Copy out the listing that follows, exact in every word, and skip the images.
┌──
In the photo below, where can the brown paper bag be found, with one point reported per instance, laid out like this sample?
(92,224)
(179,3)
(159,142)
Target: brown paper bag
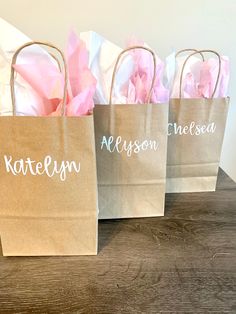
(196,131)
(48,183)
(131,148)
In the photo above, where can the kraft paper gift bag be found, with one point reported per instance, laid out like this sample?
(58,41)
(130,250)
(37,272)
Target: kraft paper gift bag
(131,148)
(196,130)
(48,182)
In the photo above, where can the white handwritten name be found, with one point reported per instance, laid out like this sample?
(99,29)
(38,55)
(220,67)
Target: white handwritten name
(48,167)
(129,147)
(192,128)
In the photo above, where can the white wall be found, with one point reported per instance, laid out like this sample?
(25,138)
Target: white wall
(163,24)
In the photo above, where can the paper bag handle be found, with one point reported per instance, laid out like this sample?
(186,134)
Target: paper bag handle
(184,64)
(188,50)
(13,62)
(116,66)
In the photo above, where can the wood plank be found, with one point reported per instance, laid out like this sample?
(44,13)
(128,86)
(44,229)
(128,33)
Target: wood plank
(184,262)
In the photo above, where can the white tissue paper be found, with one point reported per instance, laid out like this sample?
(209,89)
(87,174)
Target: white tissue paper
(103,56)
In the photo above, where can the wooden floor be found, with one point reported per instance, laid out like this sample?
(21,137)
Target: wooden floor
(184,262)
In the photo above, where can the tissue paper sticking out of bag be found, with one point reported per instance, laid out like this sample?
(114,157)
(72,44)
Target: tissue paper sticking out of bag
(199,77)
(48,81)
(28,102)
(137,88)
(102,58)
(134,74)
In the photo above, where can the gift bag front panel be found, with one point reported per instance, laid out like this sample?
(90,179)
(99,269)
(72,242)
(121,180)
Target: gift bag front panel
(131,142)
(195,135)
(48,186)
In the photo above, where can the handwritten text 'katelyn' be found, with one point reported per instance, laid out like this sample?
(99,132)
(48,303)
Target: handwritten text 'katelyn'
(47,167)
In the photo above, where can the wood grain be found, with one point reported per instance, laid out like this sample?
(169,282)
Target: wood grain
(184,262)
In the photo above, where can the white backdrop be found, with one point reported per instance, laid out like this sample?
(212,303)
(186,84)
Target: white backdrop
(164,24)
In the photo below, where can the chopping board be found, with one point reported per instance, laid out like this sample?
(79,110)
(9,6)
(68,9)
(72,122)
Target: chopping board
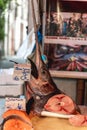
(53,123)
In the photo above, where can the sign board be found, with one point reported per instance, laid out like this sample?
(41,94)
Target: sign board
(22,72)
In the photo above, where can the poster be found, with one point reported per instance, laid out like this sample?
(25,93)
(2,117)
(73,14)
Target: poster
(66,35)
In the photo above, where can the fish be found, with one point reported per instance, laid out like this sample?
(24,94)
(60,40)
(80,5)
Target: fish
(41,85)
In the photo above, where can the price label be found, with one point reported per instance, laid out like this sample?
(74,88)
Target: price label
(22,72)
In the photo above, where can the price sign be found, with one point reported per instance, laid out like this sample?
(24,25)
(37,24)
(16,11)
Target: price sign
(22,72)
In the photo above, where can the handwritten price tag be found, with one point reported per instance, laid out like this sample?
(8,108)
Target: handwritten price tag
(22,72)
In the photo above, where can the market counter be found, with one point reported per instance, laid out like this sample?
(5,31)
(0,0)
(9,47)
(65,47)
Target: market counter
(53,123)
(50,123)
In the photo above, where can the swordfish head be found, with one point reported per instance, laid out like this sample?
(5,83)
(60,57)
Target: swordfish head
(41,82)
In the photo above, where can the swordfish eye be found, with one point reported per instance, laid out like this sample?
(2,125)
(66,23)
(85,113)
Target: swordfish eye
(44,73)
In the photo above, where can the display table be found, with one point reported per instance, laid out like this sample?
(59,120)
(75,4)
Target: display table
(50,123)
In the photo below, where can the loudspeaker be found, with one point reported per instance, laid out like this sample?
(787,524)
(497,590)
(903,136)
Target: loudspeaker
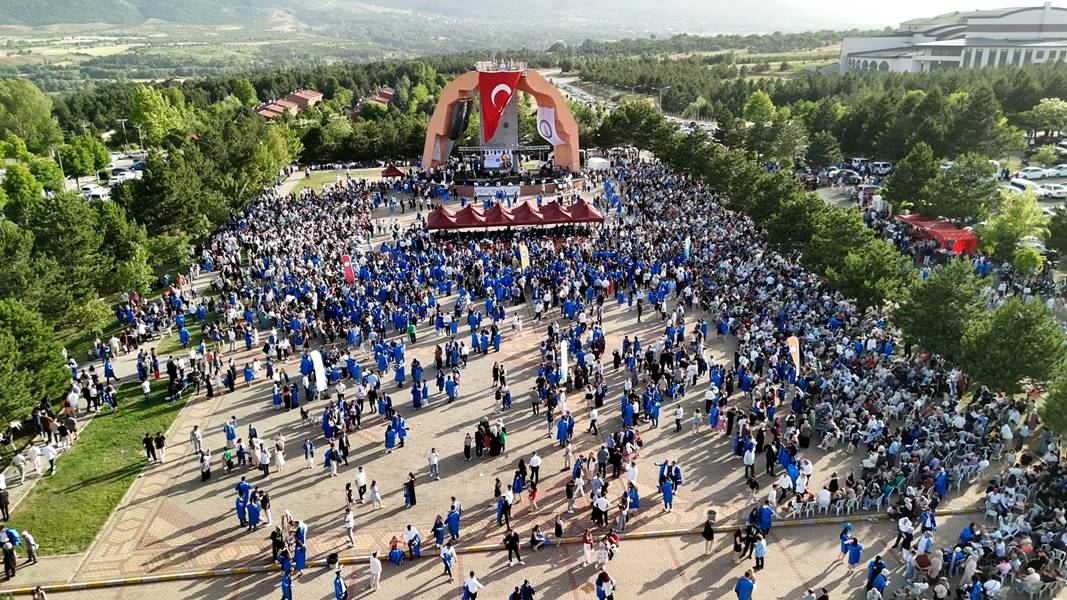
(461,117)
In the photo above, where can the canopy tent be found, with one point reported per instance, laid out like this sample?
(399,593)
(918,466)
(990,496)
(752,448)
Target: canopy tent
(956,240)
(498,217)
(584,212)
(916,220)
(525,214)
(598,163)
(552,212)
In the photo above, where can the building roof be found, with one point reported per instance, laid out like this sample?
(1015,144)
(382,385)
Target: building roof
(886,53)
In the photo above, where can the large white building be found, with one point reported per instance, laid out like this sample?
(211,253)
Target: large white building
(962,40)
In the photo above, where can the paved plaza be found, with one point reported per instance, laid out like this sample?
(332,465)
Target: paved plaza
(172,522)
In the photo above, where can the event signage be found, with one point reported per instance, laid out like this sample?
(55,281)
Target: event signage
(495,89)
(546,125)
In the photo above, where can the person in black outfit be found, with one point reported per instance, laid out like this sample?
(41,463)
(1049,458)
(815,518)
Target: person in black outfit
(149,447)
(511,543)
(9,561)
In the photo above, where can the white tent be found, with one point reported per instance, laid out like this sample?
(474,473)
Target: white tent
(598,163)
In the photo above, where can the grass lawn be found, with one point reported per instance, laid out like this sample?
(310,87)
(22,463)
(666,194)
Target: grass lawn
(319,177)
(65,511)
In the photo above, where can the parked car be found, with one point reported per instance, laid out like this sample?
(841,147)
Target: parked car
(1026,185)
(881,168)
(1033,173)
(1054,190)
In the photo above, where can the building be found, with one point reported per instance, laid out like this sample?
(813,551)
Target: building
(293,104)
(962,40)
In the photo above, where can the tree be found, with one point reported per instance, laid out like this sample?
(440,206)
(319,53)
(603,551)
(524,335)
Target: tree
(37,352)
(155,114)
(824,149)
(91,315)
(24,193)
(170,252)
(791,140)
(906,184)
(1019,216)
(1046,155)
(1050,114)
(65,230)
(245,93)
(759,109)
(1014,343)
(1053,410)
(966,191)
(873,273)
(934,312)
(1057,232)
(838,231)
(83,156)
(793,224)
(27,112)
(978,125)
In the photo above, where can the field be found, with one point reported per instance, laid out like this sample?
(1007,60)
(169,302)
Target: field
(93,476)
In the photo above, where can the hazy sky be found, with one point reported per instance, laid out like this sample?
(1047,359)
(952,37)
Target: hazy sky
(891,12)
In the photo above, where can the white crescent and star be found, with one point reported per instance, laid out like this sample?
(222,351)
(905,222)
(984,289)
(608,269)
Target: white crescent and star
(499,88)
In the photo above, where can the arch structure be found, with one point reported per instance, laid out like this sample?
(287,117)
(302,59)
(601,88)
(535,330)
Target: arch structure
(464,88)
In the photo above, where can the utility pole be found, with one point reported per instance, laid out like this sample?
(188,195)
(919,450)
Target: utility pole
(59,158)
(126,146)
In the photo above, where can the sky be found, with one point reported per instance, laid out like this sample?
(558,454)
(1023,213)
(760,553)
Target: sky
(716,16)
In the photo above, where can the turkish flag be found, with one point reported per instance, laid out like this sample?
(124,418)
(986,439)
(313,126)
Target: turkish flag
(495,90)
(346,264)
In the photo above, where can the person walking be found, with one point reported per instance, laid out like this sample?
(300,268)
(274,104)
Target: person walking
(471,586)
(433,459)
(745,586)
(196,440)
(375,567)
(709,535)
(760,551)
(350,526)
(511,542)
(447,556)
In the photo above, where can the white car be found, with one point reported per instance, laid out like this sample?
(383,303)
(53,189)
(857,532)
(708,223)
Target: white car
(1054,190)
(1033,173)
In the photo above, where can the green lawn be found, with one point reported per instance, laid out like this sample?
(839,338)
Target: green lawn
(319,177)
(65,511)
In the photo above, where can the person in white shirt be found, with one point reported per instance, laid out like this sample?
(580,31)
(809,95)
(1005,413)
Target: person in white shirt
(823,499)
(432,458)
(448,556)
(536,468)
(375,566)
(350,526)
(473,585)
└──
#### COMPLETED TASK
In the photo below, where can the brown paper bag be found, with one point reported per instance, laid out like this sample?
(92,224)
(179,3)
(159,142)
Target: brown paper bag
(196,131)
(48,183)
(131,148)
In the photo above, where can the kraft paper gift bag be found, with one point reported per instance, laid out like this sample?
(58,41)
(130,250)
(37,272)
Target: kraft paper gift bag
(131,148)
(196,130)
(48,182)
In the photo above, where can the white handwritten name be found, with one point reported per instance, laid out like this sample?
(99,29)
(38,55)
(220,67)
Target: white handwritten name
(48,167)
(129,147)
(192,128)
In the photo above, where can the white wall be found, with one point reported per instance, laid out like this sample?
(25,138)
Target: white wall
(163,24)
In the photo above, where can the paper bag handle be found, with one point reported per instance, laid out like this sample?
(186,134)
Target: paper bag handle
(184,64)
(188,50)
(13,62)
(116,66)
In the photo above, where can the wood plank be found, with one point reported per instance, laid out like this sample?
(44,13)
(128,86)
(44,229)
(128,33)
Target: wood plank
(184,262)
In the photo above, where can the white tissue paper be found, with one point reported per instance, laid out like this sample?
(209,89)
(87,174)
Target: white tissue paper
(103,56)
In the photo above, where can the wooden floor be found, with one point reported per instance, laid out like this sample?
(21,137)
Target: wooden floor
(184,262)
In the photo above, where can the tissue paper sticking out of bag be found, with one point reported per instance, laid out like this sample?
(114,157)
(72,44)
Target: tissue paper sticking out of bag
(199,77)
(48,81)
(28,102)
(137,88)
(102,58)
(134,74)
In the photo above, where can the gift bag front panel be found, with one point reported per instance, laid out like this sample?
(90,179)
(99,269)
(72,242)
(121,180)
Target: gift bag front panel
(131,142)
(195,135)
(48,186)
In the photo above, where can the handwritten text 'katelyn' be found, with one point reported per instance, laid out like this sample?
(99,132)
(48,303)
Target: handwritten text 'katelyn'
(47,167)
In the photo above, where can the wood grain be found, with one point reported per instance, laid out like this sample?
(169,282)
Target: wood grain
(184,262)
In the photo above, where can the white backdrop be found, with one point reported per instance, laid out like this sample?
(212,303)
(186,84)
Target: white backdrop
(164,24)
In the photo below, where can the chopping board be found, with one point reported per instance, laid out like this sample?
(79,110)
(9,6)
(68,9)
(72,122)
Target: chopping board
(53,123)
In the photo above, where can the sign board be found, with one point reported per instance, laid out like this sample?
(41,94)
Target: sign board
(22,72)
In the photo above, where can the poster be found, with one point reported per instance, laid out like this sample?
(25,93)
(2,117)
(73,14)
Target: poster
(66,35)
In the photo above, where can the fish be found, with one point reported per instance, laid out like this sample?
(24,94)
(60,40)
(80,5)
Target: fish
(41,85)
In the photo above, where can the price label be found, with one point reported per instance, laid out like this sample?
(74,88)
Target: price label
(22,72)
In the photo above, where can the price sign be found, with one point reported per instance, laid out like this sample?
(24,25)
(37,24)
(16,11)
Target: price sign
(22,72)
In the photo above, where can the handwritten price tag be found, with one point reported per instance, laid out like this sample?
(8,108)
Target: handwritten price tag
(22,72)
In the photo above, where can the market counter be found, with one point reported per instance, laid out like this sample?
(5,31)
(0,0)
(9,47)
(65,47)
Target: market counter
(53,123)
(50,123)
In the photo above, where can the swordfish head be found, with one point reported per instance, laid out like this sample?
(5,83)
(60,57)
Target: swordfish head
(41,82)
In the photo above, where can the swordfish eye be found, with one point reported per instance, laid out like this sample?
(2,125)
(66,23)
(85,113)
Target: swordfish eye
(44,73)
In the photo above, where can the display table be found, with one point reported per instance, laid out like this sample?
(59,120)
(75,4)
Target: display table
(50,123)
In the photo below, where can the loudspeaker be found, with one point reported per instance, laid out like this sample?
(787,524)
(497,590)
(903,136)
Target: loudspeaker
(461,117)
In the photo above, where can the canopy tent be found, with one point reported per instance, laid out like this sample?
(399,593)
(918,466)
(990,496)
(752,448)
Target: canopy tent
(956,240)
(498,217)
(584,212)
(916,220)
(525,214)
(598,163)
(552,212)
In the photo above, where can the building roof be found, with one point reported per instance, laid out like this sample?
(1015,144)
(382,385)
Target: building roof
(886,53)
In the photo above, where can the large white building be found, with one point reported per instance, laid out like this sample?
(211,253)
Target: large white building
(962,40)
In the photo above, where can the paved plaza be found, with one point reported per instance, laid out like this sample?
(332,465)
Target: paved plaza
(172,522)
In the photo above, where can the event signage be found, with one point reported per instance, laid out like this sample?
(55,281)
Target: event signage
(495,89)
(546,125)
In the photo above, where can the person in black outfit be found, with one point reported per instance, laid out like this sample?
(41,463)
(1049,458)
(815,518)
Target: person in black outfit
(149,447)
(511,543)
(9,561)
In the photo above, where can the white tent be found, with one point reported per instance, laid out like this sample?
(474,473)
Target: white tent
(598,163)
In the photo above, where can the grass lawn be found, with one point reported per instance, laid out like this sample?
(310,87)
(22,463)
(666,194)
Target: grass lawn
(319,177)
(65,511)
In the photo above, where can the parked car be found, with one point reported per instance, laid out like this sample?
(841,147)
Target: parked car
(1026,185)
(881,168)
(1033,173)
(1054,190)
In the photo above, where can the building be found, with one point reported per instance, laid out like this sample?
(813,551)
Target: building
(293,104)
(962,40)
In the photo above, where can the tree be found, with one point reported per instance, laid out like this sample?
(440,206)
(319,53)
(603,551)
(524,335)
Target: tree
(37,352)
(155,114)
(824,149)
(91,315)
(24,193)
(170,252)
(791,140)
(906,184)
(1019,216)
(1046,155)
(1050,114)
(65,230)
(245,93)
(759,109)
(1014,343)
(1053,410)
(966,191)
(873,273)
(934,312)
(1057,232)
(838,231)
(83,156)
(793,224)
(27,112)
(978,125)
In the photo above, where can the field be found, with one point reported per instance, laid out like this sample?
(1007,60)
(169,302)
Target: field
(93,476)
In the photo above, where can the hazy sky be found, with one point reported per instance, laid out like this sample?
(1047,359)
(952,37)
Target: hazy sky
(891,12)
In the photo above, where can the white crescent and star be found, with one point reported per instance, laid out like this sample?
(222,351)
(905,222)
(984,289)
(608,269)
Target: white crescent and star
(499,88)
In the photo above, where can the arch structure be found, with one point reported per instance, laid out like this sample?
(287,117)
(302,59)
(601,88)
(535,330)
Target: arch structure
(464,88)
In the photo above, where can the utility pole be found, with one point reported per instance, laid out like this sample?
(188,195)
(919,450)
Target: utility pole
(59,158)
(126,146)
In the photo above, where can the sky be found, with one point reported per instance, laid out like this sample?
(558,454)
(1023,213)
(760,553)
Target: sky
(716,16)
In the photo above, where can the turkish flag be found, with one point reported per instance, laid out like this sample?
(124,418)
(986,439)
(313,126)
Target: turkish flag
(495,90)
(346,264)
In the photo above, where can the person walking be found, with one point reported per instance, laid out like this sample?
(300,268)
(274,104)
Target: person walking
(471,586)
(433,459)
(745,586)
(196,440)
(375,567)
(709,535)
(760,551)
(350,526)
(511,542)
(447,556)
In the photo above, where can the white car be found, with one point reported per instance, laid out like this sample?
(383,303)
(53,189)
(857,532)
(708,223)
Target: white car
(1054,190)
(1033,173)
In the photo above, where can the green lawn be found, with one point reported per instance, laid out like this sample?
(839,338)
Target: green lawn
(319,177)
(65,511)
In the photo above, where can the person in white shirt be found, with one point reported per instance, laid out like this sample?
(580,31)
(809,95)
(1005,413)
Target: person in white shirt
(823,499)
(432,458)
(448,556)
(536,468)
(375,566)
(350,526)
(473,585)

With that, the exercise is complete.